» **Work required**: Without the images, print all the entries below exactly as given.

[Coordinate labeling data]

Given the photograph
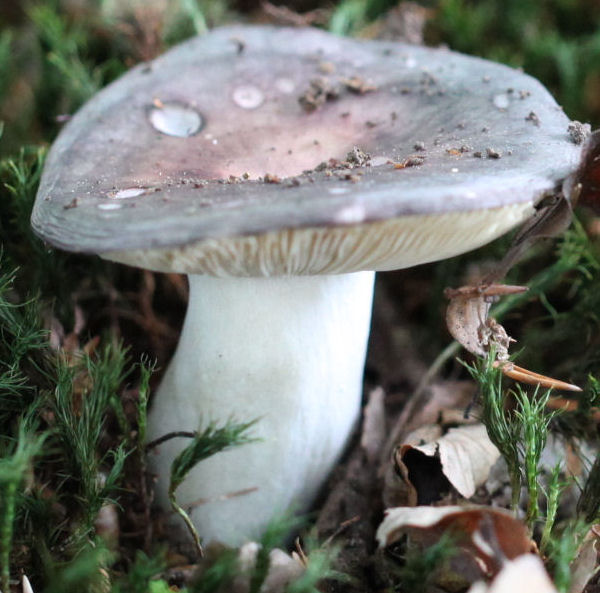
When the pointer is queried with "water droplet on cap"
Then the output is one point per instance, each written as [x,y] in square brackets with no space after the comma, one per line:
[353,214]
[285,85]
[501,101]
[379,160]
[248,97]
[175,119]
[130,192]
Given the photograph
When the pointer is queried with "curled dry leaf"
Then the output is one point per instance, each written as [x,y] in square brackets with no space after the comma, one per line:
[524,574]
[468,322]
[465,456]
[486,536]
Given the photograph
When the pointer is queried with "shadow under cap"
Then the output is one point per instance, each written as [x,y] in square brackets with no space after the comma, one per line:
[115,182]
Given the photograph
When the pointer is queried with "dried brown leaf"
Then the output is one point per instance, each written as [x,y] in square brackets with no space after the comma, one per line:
[466,455]
[488,535]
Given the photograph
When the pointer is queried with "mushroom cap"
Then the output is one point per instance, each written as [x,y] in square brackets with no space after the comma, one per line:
[151,169]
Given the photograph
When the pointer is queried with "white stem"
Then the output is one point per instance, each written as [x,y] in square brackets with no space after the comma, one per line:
[289,351]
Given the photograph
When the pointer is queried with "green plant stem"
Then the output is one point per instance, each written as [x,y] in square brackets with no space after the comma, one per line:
[9,495]
[186,518]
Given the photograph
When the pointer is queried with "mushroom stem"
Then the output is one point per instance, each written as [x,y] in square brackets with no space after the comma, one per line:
[288,351]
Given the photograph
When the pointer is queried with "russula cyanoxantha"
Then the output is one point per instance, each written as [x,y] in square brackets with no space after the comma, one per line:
[194,163]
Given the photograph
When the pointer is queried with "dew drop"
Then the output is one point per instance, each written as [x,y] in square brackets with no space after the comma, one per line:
[248,97]
[350,215]
[410,62]
[379,160]
[501,101]
[130,192]
[175,119]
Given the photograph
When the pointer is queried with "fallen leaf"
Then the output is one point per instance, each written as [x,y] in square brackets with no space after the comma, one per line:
[466,456]
[485,535]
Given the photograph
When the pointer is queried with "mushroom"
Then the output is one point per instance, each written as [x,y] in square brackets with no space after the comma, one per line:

» **Final answer**:
Given the photograph
When the pointer is queried with "water droplet on cap"
Then the output is one point per instance, each written as [x,y] in square brackets with no space after the comma, one per line:
[353,214]
[285,85]
[501,101]
[379,160]
[248,97]
[175,119]
[130,192]
Given the photograph
When the pointer is queried with "curled dry leaf"
Then the output is one point per instance, each written as [x,y] in square brackets with no space after the comma, one per line:
[524,574]
[468,322]
[465,456]
[486,536]
Given the photograph
When the pointer is queried with "shadow under cap"
Then the output is one point per instance, each written as [x,y] in square brackets with no space after the comma, one per line:
[115,182]
Given the photograph
When the pointer is queried with "dried brown leaf"
Then the output is one point per instance, each written as [x,y] in square brackets with no space after the comma, one per line:
[466,455]
[488,535]
Given the photograph
When the pointer is queried with "mushroom cap"
Then the output is one point per instance, each written as [x,y] in square brackets with no space after the comma, one per line:
[151,169]
Given the photograph
When the pointer is queried with "white stem"
Then the output is one point per instance, each written as [x,y] in square brackets with no space after the comma, one per line:
[289,351]
Given the photograph
When the pointer is queried with "green plant stem"
Then the output is one point per instance, each written as [x,y] in square brackets with no space after the comma, one per line:
[9,495]
[186,518]
Given the photograph
When the pointer is queried with "mushroom stem"
Then the output is one point per instance, each written as [x,y] in square brackets with no space after the comma, one per line:
[288,351]
Given the photograph
When the pointer is queried with "russula cyanoxantha"
Then the output is one point per instance, each written as [x,y] in square brackets with no space after the comma, one per line:
[194,163]
Given the photograph
When the pointer is queried with "dew drop"
Then the output is one point per instance, each written as [x,y] in square brackets with no space after the comma, one per line:
[248,97]
[350,215]
[410,62]
[379,160]
[501,101]
[130,192]
[175,119]
Given the photograph
When the pointer is queried with "fallen leaf"
Then the output is one point per instance, each written as [x,y] in square brackets with no space after the comma, one per line:
[466,456]
[485,535]
Given the photograph
When the pointer is queried with "mushroom"
Then the output is one point per instance, each written as [x,y] in square brackets with no space after the comma, one per line:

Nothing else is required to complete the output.